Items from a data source
________
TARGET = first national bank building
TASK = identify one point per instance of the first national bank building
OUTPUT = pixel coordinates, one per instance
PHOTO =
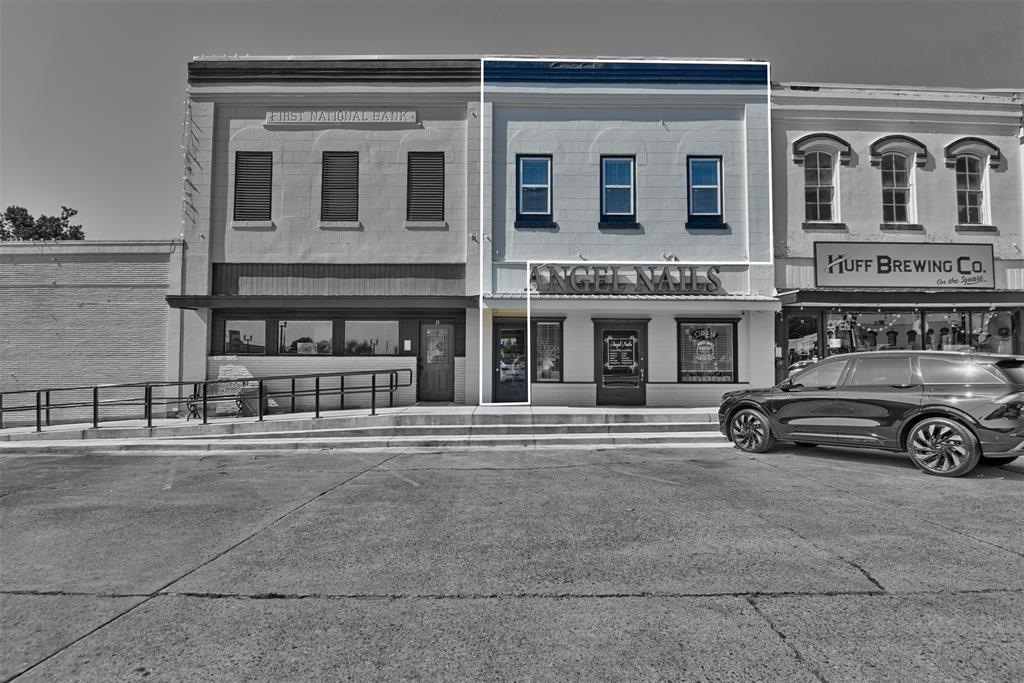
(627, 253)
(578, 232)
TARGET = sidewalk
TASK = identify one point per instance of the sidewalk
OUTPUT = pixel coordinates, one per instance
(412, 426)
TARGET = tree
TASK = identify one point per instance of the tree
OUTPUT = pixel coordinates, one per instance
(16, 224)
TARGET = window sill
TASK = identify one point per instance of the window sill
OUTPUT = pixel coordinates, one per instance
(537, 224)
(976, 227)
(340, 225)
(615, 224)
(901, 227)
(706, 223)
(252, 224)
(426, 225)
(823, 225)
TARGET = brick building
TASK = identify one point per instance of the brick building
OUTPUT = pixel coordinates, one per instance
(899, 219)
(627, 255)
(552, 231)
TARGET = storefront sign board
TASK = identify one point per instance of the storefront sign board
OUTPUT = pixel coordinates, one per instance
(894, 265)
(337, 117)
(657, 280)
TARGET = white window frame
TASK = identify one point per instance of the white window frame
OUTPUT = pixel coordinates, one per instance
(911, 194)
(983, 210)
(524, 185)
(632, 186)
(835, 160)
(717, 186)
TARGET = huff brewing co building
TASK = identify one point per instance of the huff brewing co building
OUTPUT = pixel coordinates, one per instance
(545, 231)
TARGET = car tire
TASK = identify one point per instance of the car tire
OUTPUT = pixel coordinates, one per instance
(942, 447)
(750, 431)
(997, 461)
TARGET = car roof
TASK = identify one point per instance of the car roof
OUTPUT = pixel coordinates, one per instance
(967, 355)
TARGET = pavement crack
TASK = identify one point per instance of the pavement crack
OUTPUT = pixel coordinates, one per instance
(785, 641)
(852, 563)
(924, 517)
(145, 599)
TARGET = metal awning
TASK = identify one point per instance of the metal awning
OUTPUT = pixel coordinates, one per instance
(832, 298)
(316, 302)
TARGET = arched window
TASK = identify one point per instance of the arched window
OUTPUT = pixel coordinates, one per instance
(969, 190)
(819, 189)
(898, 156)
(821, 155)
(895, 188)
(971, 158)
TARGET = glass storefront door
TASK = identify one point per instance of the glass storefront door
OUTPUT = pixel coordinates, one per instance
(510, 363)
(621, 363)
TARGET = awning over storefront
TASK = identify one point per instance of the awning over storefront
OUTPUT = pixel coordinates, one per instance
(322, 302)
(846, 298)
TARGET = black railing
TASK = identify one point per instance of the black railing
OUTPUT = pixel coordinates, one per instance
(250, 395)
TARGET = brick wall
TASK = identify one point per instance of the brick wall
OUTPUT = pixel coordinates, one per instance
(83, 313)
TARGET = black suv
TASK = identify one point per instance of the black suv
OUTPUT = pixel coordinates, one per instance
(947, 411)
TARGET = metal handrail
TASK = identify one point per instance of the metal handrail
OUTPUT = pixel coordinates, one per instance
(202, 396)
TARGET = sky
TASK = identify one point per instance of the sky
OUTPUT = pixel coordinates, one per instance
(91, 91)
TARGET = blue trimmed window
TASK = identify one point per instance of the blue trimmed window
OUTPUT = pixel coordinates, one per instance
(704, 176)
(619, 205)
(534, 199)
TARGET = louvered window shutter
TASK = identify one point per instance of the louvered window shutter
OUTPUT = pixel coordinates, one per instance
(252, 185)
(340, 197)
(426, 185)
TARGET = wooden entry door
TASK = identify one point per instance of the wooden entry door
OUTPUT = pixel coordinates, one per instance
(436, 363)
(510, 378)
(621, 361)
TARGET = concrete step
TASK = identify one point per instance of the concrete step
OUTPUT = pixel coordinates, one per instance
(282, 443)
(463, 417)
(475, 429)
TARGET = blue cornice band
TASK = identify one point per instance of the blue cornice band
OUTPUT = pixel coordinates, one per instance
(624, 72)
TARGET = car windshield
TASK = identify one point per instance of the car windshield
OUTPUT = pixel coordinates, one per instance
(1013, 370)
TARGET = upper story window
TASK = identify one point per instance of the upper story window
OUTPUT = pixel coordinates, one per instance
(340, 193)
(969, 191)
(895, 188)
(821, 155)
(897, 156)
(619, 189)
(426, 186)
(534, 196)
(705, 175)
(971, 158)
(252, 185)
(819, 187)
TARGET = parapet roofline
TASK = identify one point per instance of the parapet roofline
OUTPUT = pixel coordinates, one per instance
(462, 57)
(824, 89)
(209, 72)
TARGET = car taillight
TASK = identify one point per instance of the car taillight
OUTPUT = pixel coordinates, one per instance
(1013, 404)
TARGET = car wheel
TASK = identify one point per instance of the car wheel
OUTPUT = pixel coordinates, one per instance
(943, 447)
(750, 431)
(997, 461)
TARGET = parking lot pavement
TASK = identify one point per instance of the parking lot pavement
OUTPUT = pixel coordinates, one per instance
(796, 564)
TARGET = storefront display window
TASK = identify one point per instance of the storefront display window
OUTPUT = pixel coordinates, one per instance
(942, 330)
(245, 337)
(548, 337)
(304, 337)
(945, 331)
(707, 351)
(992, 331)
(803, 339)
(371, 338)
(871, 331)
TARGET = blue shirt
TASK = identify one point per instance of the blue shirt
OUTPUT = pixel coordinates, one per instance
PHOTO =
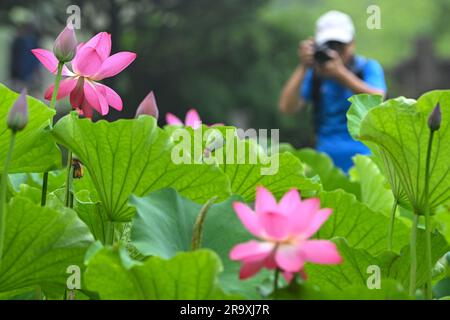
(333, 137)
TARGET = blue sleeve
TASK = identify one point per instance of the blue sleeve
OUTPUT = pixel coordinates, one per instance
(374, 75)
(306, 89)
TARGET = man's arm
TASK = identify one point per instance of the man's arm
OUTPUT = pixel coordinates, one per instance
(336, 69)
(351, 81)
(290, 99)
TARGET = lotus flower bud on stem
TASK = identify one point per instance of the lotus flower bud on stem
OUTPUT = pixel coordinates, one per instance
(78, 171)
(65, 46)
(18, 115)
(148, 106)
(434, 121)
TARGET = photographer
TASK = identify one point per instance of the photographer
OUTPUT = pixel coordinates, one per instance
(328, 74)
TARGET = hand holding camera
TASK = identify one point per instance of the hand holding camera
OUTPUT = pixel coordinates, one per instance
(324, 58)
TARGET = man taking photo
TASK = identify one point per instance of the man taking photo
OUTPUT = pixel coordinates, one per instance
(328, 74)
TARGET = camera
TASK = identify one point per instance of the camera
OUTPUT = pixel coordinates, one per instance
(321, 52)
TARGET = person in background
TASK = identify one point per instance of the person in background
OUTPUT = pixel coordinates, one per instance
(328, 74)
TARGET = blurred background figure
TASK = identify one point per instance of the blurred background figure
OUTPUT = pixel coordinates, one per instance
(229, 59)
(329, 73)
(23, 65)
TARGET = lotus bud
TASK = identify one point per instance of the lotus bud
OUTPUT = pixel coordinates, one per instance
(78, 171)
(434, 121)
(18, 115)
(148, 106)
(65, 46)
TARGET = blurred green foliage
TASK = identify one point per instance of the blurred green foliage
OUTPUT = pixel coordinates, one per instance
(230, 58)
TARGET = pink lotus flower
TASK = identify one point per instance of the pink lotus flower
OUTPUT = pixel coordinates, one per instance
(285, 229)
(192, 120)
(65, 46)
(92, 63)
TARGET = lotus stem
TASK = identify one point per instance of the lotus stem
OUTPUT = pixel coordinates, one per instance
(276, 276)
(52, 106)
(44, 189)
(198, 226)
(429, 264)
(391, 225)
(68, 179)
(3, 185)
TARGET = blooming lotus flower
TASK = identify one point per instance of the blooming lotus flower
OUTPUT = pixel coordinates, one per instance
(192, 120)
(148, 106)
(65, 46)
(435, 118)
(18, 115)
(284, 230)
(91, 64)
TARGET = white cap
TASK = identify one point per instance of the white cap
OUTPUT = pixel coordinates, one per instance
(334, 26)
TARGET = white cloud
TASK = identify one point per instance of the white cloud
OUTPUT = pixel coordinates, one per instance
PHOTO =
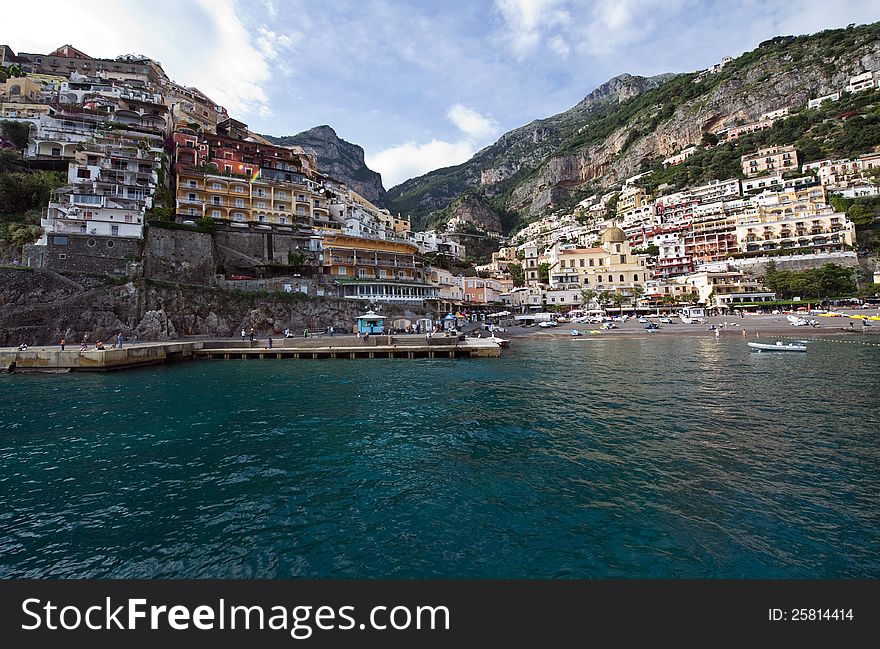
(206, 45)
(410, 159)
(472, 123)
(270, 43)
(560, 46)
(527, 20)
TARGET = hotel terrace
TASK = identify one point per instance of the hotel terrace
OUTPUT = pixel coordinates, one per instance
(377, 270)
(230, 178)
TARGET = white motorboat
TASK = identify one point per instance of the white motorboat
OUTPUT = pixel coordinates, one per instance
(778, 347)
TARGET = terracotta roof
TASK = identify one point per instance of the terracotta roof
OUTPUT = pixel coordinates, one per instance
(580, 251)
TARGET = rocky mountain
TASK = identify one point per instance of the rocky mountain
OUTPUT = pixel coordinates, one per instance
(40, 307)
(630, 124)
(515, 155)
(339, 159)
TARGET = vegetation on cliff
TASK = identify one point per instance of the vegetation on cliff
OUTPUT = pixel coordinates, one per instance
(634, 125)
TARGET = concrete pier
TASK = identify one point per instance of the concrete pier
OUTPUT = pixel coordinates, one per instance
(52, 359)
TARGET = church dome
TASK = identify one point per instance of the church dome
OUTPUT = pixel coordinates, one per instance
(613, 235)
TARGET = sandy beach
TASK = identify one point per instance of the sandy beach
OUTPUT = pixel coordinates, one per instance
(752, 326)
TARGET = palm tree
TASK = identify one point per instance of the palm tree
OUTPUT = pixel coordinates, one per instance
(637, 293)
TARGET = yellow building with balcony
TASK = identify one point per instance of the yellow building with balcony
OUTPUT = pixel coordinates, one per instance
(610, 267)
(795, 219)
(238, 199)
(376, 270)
________
## Goal
Please give the listing again from the line holding "TARGET = terracotta roof" through its last line, inclusive, swapping "church dome" for "bell tower" and leaving all else unchanged.

## Task solution
TARGET = terracotta roof
TASK = identify one point per instance of the terracotta roof
OUTPUT = pixel coordinates, one per instance
(580, 251)
TARGET = rocky mountain
TASK = identify one point per instance of the rocky mountain
OUTPUT = pixel coordinates, one per instance
(40, 307)
(630, 124)
(515, 155)
(339, 159)
TARGET = vegetation on cliff
TASK = identify one point per instance of the vegetation on cliff
OUTPUT = pixel coordinates, one per instance
(634, 125)
TARGET = concrete pier
TASK = identify one point per instance of the concrete pier
OUTPUT = pixel coordinates, one per instance
(52, 359)
TARGET = bell tower
TASK = identify one point per instance of the bell tower
OUTPUT = pixel coordinates, one per instance
(613, 235)
TARGET = sandy beach
TASK = identify one point per instance of the sandy beach
OUTPUT = pixel coordinates, one per instance
(752, 326)
TARGET = palm tree
TASK = identify one point per instance of the palm tree
OUTPUT = pixel coordinates, one per instance
(637, 293)
TARGET = yellow building with balcony
TASK = identify one point per instance of the yellow building with balcony
OUTPUT = pixel coordinates, one per instance
(610, 267)
(795, 219)
(238, 199)
(376, 270)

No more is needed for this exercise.